— PASSAGE GIVEN —
• • • • • • •

Sigma Fp-L Rumor: Let's Talk About Sensor Tech

**Update: Obviously now we can safely say this rumor was entirely false, but this is still worth a read for a number of reasons**

The rumor mill is churning – as it does every day – with specifications of the upcoming Sigma Fp-L. The release of this successor model itself is almost certain, but these sensor specs are not. However, I wanted to talk a little bit about the sensor and its design and why it’s very exciting technology – and also how it’s based on a 30-year-old innovation.

*I need to note beforehand, this is a complicated topic, especially given the little information we actually know to be true – combined with technology that has almost certainly changed over a few decades. Not everything here is guaranteed to be the resulting product. I will also be using the terms “pixel” and “photosite” interchangeably as it refers to the sensor design; this refers to the sensor pixel, which due to interpolation, is different from pixels in the final file.

The sensor – named IMX513BQR and made by Sony (shocker) – has a 60.75MP effective resolution. It’s rumored to be the replacement for Foveon X3 — presumably because Foveon, while amazing in many ways, has a significantly limited shooting envelope; it doesn’t shoot video, it’s unusable for shooting color above ISO 400, maybe 800 depending on your threshold of acceptability. I’m not entirely convinced this is a Foveon replacement, but I’ll get to that later.

This new sensor, with a CFA layout dubbed “Sony ClearVid,” supposedly changes things up by rejecting the traditional square, side-by-side arrangement of pixels, instead opting to rotate the pixels 45 degrees resulting in a diamond-like orientation.

Why? Because by rotating the pixels, you’re now able to pack more together. The actual pixel size remains the same, but the horizontal and vertical pitches are reduced. The below diagram shows this concept. The design also increases vertical and horizontal resolution (at the expense of diagonal resolution), which is a benefit because a majority of the world exists in horizontal and vertical planes (thank gravity for that).

 

Rumored design of the Sigma Fp-L sensor. Source: DIY Photography

 

Why did I say “supposedly changes thing up”?

Because the rumors are fairly vague and not at all detailed and I’m not sure if they’re using the term pixel when they’re actually talking about the photodiodes of the CFA.

At any rate, this layout is theoretically great for a number of reasons: 1) you have the aforementioned superior vertical and horizontal resolution and 2) for a given pixel size you can pack more pixels into the same area. Essentially, for a given pixel size, you’re able to obtain greater horizontal and vertical resolution while retaining the larger pixels of what would be a lower-resolution sensor with the normal orientation.

• • • • • • •

— TO BE DONE —
**A)** What effective resolution does the article on the rumored Sigma Fp-L sensor give for the IMX513BQR?
**B)** Resume the article on the rumored Sigma Fp-L sensor, continuing on from its final sentence.

• • • • • • •

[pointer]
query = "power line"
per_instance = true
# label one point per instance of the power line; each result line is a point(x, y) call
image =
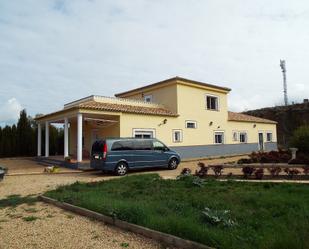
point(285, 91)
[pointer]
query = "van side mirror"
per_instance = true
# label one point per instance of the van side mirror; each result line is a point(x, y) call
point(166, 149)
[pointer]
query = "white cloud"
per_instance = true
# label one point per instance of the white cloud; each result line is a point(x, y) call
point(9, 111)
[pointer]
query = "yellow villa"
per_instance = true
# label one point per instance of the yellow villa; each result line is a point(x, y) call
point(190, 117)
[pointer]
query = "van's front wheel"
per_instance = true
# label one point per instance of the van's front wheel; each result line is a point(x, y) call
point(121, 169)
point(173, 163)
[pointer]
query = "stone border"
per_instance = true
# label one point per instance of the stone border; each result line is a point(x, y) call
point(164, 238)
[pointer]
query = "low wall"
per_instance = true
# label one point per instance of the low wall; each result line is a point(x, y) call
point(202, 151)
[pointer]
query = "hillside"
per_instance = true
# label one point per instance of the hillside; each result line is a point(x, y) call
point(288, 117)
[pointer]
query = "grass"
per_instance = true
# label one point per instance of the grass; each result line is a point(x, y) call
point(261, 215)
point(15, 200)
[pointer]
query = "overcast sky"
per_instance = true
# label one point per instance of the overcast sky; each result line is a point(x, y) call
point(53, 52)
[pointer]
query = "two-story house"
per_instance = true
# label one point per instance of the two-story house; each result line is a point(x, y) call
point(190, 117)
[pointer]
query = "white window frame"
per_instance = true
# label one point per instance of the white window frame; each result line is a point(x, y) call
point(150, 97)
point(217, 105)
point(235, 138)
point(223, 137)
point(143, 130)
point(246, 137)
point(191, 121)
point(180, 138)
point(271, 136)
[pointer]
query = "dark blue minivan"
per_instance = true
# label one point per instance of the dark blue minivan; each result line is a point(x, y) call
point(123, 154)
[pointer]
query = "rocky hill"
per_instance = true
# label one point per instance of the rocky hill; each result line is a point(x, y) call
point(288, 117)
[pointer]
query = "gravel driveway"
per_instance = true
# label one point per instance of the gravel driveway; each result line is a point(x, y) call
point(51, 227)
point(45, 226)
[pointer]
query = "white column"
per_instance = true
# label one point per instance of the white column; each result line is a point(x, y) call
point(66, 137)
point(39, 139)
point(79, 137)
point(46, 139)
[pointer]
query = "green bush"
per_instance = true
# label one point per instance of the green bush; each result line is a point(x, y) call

• • • • • • •

— ANSWERS TO THE TASKS —
**A)** 60.75MP

**B)**
By retaining the same pixel size, you also retain the same full-well capacity while simultaneously obtaining a higher resolution – something not possible in traditional orientation. The result is that each photosite is able to collect more light before saturating (larger pixels = more light per pixel, think of them like buckets collecting rain); this means you have a greater SNR. In theory, that should mean better dynamic range compared to the essentially identical resolution sensor found in the a7R IV (if it is indeed a 61MP sensor), but at the least it means superior low-light/noise performance assuming the CFA itself allows the same amount of light to pass through. Which, as I’ll note later, it might not.

The confusion of its actual resolution comes from whether or not the photosites themselves are rotated 45 degrees or whether they’re oriented as usual but with the CFA photodiodes rotated. Given the rumors of a 30MP green channel binned output as well as a 120MP mode, plus the effective 61Mp resolution, my guess is the pixels are indeed rotated. Since the rumor specifies a 3.76-micron pixel pitch – which is 61MP in a traditional layout, but when rotated would allow the packing of more pixels – I think this is where the “effective” resolution comes from.

This is not unlike the love-child of SuperCCD/EXR (we’ll get to it) and Foveon technology. The 30MP output should be equivalent, in theory, to a 30MP Foveon sensor, which Sigma has always claimed results in an equivalent bayer filter output with twice the spatial resolution – except this time, there actually are that many pixels and the Foveon-like output is half the spatial resolution, not double. It’s sort of a reverse Foveon, where each photodiode is sampling some light from each color channel, but not with the layered photodetectors for each spatial location as in a Foveon design.

Some History

Sony introduced their “ClearVid” (aka “Q67”) CFA in the mid-2000s, first used in some kind of camcorder. The design was later used, most notably, in the Sony CineAlta F65 cinema camera (still a current model), which had a 20MP sensor capable of outputting 8K resolution. The answer to “how?” – since 20MP isn’t nearly sufficient for a direct 8K readout – is exactly the same as this new 61MP sensor outputting 120MP. However, it should be noted that the sensor pixels themselves were not rotated in the original ClearVid design, only the photodiodes of the CFA.

But Sony didn’t invent this unusual though undeniably exceptional technology. They rode on the coattails of someone else…

Before Fujifilm was using Sony sensors in their own bodies, they were putting their own sensors in someone else’s bodies*. These sensors – deemed “Super CCD” – varied from model to model over the years; in the S1 Pro the photosites of the 3.1MP sensor took the form of a honeycomb tessellation, oriented diagonally. This translated to the same result of higher vertical/horizontal resolution. (I actually have an S1 Pro, of which I am working on an article about – it’s an interesting experience to use, to say the least).

*The S1 Pro, S3 Pro, and S5 Pro were based on the Nikon N80 (aka F80) 35mm body, modified with an extended base to house six AA batteries; essentially like an integrated vertical grip, but without the vertical controls.

 

The Fujifilm S3 Pro, which I had for a brief time.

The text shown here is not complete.